Rows of bounding-box annotation data

______________________________

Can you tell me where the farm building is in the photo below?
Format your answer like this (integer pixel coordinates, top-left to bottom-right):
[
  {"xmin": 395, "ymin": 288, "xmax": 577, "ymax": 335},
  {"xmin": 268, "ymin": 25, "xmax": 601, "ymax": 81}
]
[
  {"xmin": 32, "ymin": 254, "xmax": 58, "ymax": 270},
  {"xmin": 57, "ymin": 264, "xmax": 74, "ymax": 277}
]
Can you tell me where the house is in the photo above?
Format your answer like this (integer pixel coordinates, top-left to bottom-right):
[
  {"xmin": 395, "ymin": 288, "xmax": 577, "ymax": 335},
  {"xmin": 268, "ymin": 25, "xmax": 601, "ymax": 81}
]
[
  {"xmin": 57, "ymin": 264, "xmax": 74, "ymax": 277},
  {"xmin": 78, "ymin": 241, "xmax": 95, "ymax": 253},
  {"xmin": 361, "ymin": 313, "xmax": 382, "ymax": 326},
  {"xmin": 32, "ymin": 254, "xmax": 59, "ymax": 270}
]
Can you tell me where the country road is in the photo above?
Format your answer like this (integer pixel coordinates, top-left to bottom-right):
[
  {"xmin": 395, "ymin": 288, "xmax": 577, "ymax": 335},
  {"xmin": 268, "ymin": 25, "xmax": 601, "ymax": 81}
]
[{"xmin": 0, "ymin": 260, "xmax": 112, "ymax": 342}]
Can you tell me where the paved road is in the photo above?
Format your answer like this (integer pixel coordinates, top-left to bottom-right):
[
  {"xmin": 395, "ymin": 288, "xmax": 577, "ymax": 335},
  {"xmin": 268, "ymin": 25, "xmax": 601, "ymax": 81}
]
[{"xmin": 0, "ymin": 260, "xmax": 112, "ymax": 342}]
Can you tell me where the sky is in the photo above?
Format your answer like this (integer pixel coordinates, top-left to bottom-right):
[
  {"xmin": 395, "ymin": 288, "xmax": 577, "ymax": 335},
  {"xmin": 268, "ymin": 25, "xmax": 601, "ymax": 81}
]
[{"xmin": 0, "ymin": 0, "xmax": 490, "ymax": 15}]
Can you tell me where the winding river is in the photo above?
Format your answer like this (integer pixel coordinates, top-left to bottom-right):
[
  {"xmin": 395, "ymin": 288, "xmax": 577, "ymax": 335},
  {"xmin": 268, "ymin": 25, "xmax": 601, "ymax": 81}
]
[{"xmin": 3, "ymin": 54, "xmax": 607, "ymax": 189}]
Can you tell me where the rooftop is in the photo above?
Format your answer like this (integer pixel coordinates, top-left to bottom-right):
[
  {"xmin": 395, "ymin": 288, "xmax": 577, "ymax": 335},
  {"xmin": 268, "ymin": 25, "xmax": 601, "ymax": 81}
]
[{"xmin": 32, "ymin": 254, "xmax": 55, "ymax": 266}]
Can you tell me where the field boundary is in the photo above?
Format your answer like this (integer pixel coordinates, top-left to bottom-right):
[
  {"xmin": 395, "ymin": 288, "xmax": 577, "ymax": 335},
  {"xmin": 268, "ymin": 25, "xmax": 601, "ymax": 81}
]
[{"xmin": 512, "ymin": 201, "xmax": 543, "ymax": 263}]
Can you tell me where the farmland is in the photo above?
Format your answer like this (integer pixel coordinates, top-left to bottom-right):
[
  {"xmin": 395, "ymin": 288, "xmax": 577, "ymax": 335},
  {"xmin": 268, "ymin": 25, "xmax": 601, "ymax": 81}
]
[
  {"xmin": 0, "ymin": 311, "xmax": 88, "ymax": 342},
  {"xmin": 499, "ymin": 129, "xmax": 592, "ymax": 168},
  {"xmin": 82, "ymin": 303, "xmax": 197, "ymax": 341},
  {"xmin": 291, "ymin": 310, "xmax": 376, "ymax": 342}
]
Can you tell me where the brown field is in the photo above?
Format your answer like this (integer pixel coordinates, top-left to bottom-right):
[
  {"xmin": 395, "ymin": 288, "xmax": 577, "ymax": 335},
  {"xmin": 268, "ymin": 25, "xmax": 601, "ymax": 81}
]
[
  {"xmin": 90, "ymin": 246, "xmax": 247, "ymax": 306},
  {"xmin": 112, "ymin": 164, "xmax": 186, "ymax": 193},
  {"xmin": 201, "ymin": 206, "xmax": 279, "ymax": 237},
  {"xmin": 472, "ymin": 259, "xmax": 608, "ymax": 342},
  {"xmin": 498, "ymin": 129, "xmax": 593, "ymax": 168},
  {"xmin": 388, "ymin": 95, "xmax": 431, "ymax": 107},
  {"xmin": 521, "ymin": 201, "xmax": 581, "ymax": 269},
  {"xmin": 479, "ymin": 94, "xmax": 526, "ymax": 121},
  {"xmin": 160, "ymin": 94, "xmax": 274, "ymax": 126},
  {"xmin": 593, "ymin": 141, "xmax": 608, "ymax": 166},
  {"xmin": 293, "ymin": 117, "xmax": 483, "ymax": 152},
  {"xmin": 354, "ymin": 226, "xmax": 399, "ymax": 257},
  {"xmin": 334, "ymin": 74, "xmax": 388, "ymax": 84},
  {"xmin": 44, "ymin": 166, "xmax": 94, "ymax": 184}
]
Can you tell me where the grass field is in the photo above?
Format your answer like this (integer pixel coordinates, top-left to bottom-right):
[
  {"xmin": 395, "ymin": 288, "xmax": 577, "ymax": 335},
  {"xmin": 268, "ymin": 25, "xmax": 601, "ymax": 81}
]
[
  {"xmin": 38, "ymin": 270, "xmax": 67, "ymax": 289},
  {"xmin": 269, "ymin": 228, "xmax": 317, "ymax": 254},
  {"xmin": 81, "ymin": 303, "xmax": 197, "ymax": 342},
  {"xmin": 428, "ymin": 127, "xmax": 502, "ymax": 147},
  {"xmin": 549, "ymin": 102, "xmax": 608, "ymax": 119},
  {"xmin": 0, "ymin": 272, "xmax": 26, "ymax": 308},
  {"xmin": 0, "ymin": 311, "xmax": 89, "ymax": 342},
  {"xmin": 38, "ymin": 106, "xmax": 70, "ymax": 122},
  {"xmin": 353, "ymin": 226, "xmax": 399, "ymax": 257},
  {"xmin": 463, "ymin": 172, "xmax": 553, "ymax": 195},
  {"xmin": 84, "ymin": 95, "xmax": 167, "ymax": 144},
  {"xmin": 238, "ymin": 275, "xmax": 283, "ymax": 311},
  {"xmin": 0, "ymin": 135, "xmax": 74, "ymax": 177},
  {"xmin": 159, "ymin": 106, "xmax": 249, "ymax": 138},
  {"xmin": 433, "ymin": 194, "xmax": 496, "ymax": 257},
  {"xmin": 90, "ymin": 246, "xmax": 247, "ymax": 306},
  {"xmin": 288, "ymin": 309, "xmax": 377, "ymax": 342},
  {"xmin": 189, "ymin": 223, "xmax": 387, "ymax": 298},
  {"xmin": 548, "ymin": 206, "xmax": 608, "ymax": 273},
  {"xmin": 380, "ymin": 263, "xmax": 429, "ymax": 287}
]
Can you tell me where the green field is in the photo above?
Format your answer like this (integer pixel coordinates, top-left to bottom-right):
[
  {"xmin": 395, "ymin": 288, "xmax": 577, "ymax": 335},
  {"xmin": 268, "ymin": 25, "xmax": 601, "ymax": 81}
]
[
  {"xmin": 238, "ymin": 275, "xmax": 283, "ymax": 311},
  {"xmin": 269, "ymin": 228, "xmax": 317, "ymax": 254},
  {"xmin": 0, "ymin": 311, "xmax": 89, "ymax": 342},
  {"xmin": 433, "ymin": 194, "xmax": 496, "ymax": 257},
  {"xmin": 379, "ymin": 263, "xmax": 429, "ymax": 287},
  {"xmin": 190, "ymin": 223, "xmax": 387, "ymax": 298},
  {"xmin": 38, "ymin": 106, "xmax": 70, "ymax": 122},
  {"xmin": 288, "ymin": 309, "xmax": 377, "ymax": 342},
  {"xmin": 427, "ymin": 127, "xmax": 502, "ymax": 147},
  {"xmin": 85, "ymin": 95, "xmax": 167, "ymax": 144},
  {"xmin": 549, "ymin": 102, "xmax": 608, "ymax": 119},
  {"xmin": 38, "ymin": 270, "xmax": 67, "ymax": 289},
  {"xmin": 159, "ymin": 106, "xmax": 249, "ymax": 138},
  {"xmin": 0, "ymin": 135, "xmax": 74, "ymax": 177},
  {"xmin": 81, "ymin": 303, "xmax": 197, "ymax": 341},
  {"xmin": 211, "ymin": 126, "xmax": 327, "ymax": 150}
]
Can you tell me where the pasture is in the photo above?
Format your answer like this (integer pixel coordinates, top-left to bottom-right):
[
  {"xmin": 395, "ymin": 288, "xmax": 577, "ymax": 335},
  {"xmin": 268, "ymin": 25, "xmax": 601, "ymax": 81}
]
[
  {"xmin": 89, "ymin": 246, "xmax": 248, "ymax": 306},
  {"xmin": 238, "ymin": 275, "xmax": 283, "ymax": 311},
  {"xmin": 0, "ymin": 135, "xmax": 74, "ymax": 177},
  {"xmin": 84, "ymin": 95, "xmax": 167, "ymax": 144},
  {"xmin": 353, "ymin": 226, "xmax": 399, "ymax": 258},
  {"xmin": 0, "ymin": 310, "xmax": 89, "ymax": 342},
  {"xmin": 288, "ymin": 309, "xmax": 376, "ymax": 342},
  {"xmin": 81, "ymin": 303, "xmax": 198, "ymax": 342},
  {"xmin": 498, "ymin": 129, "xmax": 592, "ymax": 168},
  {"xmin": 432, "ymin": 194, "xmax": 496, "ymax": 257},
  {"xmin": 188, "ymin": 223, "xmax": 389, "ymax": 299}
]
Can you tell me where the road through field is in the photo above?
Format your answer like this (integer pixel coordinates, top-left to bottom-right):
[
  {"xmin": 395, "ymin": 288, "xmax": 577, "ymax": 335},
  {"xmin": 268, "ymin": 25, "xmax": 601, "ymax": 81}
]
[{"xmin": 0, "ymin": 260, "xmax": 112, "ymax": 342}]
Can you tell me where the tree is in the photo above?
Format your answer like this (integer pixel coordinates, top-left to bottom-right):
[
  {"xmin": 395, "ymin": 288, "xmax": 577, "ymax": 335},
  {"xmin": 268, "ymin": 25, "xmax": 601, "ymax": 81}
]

______________________________

▶ _Task to complete_
Identify each line above that contains the string "field", and copy every one of those lines.

▶ _Written solution_
Can you tell me where the field boundary is in the photo above?
Can you tell me where the brown field is in the photo above?
Can you tell me where the grass field is in the photo above?
Can you tell me where the green field is in the photo above?
Can you tell me where the road through field is in the photo above?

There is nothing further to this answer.